| EXERCISE DETAILS |
Return the records below character for character.

| DATA SHOWN |
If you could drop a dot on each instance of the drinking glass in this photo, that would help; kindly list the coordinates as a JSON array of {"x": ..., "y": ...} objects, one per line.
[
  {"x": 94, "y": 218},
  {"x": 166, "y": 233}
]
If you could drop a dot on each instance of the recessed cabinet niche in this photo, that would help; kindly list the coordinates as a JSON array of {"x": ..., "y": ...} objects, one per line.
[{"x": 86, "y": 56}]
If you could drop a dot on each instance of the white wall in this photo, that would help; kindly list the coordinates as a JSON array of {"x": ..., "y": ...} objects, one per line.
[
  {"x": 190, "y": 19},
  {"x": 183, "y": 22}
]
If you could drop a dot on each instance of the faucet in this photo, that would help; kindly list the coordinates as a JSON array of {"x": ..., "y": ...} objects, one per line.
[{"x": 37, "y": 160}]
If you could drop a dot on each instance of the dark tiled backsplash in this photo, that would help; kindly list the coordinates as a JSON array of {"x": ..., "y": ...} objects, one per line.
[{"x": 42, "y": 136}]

| EXPECTED ANSWER |
If you could drop a dot on each instance of the drinking glass in this photo, that would help; kindly list the coordinates as a JSON array of {"x": ..., "y": ...} objects, one per line.
[
  {"x": 94, "y": 218},
  {"x": 166, "y": 233}
]
If you could drop a dot on each instance of the recessed cabinet niche in this photo, that would help; kindly list the coordinates as a JSON array of {"x": ..., "y": ...} objects, one per line.
[{"x": 86, "y": 56}]
If you could drop a dot on each instance of the white wall in this photo, that would help; kindly list the coordinates as a JSON array of {"x": ..., "y": ...} objects, one per line.
[
  {"x": 190, "y": 19},
  {"x": 183, "y": 22}
]
If you could drop a dot on each instance of the faucet in this photo, that would help; kindly list the coordinates as a JSON array of {"x": ..., "y": ...} objects, one per line.
[{"x": 37, "y": 160}]
If you could drop a dot on each instance of the dark tiled backsplash in this photo, that would help; kindly list the coordinates as a JSON array of {"x": ..., "y": ...} objects, one per line.
[{"x": 42, "y": 136}]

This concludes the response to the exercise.